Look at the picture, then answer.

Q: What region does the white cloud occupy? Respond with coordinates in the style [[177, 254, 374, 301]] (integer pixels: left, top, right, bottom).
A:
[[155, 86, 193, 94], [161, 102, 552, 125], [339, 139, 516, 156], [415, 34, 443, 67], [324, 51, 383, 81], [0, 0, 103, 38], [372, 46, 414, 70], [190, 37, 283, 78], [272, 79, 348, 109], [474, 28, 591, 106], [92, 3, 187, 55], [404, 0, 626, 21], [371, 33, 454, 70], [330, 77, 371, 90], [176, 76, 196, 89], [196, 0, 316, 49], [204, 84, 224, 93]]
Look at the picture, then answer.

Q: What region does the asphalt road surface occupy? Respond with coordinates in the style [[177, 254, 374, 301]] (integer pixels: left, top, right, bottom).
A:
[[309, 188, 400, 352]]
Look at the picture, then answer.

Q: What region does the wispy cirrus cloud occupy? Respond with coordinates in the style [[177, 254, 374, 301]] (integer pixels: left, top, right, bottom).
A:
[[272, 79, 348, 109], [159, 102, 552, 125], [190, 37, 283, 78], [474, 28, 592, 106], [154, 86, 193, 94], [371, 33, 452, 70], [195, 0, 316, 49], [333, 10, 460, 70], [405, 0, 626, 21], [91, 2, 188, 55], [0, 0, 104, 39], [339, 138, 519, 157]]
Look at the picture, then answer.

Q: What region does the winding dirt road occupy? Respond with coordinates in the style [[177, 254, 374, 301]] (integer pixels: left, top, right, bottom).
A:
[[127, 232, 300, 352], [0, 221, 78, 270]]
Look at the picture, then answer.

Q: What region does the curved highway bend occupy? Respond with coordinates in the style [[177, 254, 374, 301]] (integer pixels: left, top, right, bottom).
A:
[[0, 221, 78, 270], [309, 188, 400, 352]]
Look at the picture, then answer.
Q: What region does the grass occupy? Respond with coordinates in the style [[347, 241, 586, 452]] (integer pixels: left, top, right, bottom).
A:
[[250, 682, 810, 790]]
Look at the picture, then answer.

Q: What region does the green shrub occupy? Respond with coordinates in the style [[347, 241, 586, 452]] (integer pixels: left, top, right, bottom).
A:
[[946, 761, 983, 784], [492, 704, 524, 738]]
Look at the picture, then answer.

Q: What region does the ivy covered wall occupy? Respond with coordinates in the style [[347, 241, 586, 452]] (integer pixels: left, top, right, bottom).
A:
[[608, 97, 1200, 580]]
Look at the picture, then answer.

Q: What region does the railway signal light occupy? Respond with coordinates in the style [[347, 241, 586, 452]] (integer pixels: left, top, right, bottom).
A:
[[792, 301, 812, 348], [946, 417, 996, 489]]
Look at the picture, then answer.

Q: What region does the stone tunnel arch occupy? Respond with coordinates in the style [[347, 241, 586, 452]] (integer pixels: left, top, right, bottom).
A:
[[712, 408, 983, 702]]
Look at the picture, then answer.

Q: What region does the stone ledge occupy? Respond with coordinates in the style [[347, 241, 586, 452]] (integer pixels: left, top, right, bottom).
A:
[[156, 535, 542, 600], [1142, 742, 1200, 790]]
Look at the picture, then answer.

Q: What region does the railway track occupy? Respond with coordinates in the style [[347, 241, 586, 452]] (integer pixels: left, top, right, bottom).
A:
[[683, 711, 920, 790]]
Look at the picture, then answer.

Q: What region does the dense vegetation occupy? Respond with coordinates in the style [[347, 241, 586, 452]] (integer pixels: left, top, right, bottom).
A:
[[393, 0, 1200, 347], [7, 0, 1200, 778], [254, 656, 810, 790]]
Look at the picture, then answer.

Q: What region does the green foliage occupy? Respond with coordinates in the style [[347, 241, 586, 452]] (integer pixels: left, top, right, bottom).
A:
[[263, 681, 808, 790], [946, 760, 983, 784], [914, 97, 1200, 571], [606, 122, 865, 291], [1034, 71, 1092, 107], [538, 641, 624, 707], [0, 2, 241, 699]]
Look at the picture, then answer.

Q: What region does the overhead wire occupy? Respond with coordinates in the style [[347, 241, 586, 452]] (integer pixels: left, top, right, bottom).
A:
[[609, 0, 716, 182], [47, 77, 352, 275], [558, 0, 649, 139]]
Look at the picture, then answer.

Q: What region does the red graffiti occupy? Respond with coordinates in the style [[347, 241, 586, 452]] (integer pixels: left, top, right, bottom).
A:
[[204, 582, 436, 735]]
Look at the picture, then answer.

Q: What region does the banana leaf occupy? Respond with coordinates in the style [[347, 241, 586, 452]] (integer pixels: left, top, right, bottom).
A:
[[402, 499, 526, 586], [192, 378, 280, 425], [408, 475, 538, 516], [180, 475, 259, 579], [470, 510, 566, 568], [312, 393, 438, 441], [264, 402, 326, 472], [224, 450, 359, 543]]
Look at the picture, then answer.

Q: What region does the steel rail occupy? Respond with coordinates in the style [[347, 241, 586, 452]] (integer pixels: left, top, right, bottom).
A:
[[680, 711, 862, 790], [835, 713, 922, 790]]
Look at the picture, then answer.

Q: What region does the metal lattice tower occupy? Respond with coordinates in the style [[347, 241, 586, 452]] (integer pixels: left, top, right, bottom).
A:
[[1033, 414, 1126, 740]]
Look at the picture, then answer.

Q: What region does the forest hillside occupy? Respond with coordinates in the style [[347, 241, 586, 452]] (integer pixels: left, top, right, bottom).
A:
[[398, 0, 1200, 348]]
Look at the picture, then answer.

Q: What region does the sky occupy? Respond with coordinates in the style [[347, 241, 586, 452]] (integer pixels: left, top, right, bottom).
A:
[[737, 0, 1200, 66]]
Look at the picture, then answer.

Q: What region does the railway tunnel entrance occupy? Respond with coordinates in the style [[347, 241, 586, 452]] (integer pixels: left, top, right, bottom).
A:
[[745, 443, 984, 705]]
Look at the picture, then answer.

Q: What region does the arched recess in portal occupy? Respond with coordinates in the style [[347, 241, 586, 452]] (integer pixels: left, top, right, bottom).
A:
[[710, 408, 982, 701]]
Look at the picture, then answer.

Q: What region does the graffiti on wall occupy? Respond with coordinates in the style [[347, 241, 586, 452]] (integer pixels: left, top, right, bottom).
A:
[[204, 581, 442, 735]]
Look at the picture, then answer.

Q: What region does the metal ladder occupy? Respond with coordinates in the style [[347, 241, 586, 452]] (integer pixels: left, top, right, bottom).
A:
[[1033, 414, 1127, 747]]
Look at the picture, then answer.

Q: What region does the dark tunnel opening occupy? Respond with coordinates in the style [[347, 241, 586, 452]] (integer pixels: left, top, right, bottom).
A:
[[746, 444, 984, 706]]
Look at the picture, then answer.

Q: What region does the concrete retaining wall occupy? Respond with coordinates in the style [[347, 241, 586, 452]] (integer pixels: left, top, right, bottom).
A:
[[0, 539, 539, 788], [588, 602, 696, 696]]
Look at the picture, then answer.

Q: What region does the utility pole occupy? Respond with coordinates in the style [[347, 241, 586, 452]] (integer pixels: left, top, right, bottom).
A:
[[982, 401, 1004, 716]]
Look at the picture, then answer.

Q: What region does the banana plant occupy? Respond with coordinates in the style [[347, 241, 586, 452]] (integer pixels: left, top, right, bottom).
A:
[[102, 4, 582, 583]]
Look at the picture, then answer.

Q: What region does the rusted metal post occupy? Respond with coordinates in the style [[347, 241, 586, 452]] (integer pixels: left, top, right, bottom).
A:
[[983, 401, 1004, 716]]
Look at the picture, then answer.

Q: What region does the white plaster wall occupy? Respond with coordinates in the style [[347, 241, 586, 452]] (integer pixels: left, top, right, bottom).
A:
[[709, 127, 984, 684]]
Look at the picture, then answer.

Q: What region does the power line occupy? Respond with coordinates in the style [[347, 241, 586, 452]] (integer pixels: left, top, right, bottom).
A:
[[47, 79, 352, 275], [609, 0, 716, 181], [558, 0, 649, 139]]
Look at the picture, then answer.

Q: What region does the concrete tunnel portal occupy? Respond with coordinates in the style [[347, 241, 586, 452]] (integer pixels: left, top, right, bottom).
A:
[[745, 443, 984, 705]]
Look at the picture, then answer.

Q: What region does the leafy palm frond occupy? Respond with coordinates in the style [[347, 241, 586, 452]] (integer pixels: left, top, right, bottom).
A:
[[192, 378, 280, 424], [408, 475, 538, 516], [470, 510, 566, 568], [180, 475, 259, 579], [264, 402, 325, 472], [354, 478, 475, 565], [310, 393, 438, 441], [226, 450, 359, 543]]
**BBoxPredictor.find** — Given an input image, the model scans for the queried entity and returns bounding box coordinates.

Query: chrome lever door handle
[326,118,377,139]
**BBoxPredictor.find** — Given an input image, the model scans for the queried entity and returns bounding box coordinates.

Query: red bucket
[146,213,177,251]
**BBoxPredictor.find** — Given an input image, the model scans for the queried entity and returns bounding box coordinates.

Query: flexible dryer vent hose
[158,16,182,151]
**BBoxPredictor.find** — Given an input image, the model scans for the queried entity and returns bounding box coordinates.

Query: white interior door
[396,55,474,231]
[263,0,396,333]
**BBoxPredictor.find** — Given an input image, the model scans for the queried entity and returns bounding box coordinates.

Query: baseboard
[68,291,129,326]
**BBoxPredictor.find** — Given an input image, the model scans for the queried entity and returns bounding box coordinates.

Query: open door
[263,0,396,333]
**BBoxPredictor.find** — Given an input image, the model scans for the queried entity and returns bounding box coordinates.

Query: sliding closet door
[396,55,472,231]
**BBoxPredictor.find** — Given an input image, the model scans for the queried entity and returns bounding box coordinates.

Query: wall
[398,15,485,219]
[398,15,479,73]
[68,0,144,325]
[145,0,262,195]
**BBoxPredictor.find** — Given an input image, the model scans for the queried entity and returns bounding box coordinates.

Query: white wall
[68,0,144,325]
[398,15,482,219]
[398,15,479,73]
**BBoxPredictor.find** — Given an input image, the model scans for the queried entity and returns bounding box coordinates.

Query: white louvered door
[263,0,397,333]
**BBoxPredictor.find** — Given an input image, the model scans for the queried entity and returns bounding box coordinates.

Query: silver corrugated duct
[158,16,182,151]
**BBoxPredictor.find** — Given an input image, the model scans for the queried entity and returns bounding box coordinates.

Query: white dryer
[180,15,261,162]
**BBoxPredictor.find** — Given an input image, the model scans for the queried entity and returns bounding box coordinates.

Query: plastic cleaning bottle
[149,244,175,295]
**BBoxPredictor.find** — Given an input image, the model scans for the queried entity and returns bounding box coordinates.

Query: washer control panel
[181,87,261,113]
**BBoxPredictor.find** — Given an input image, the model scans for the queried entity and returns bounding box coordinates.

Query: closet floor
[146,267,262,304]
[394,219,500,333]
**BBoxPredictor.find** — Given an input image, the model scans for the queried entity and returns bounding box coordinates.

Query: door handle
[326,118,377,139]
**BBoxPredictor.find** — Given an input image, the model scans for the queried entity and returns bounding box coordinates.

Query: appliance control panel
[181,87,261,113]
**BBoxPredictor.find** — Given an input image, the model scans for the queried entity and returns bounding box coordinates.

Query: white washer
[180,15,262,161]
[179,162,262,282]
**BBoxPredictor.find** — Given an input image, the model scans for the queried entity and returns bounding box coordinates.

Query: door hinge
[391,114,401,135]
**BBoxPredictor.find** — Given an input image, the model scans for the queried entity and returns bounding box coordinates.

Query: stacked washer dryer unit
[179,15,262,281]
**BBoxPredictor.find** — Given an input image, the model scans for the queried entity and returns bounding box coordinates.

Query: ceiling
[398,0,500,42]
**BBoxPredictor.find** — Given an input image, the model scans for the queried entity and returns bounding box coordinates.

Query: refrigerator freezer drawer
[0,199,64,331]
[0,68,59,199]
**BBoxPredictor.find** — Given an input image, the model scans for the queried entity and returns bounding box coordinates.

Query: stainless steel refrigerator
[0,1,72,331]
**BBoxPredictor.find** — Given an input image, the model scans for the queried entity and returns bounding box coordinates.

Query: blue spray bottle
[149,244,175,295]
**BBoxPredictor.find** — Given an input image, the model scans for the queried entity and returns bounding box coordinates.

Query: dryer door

- - - - - - -

**Objective**
Copy out the stretch of the data from its start through the line that contains "[[309, 188, 400, 352]]", both ends included, character for character.

**Expected output**
Look at the picture, then answer.

Q: What region does the white cloud occupy? Respond with coordinates in the style [[177, 254, 374, 301]] (integer pixels: left, top, right, bottom).
A:
[[155, 86, 193, 94], [161, 102, 552, 125], [339, 139, 516, 156], [415, 34, 443, 67], [324, 51, 383, 81], [0, 0, 103, 38], [372, 46, 414, 70], [190, 37, 283, 78], [272, 79, 348, 109], [474, 28, 591, 106], [92, 3, 187, 55], [404, 0, 626, 21], [371, 33, 454, 70], [330, 77, 371, 90], [176, 76, 196, 89], [196, 0, 316, 49], [204, 84, 224, 93]]
Look at the picture, then answer.

Q: What region does the asphalt road surface occupy? Respond with coordinates in the style [[177, 254, 374, 301]] (integer pixels: left, top, right, bottom).
A:
[[309, 188, 400, 352]]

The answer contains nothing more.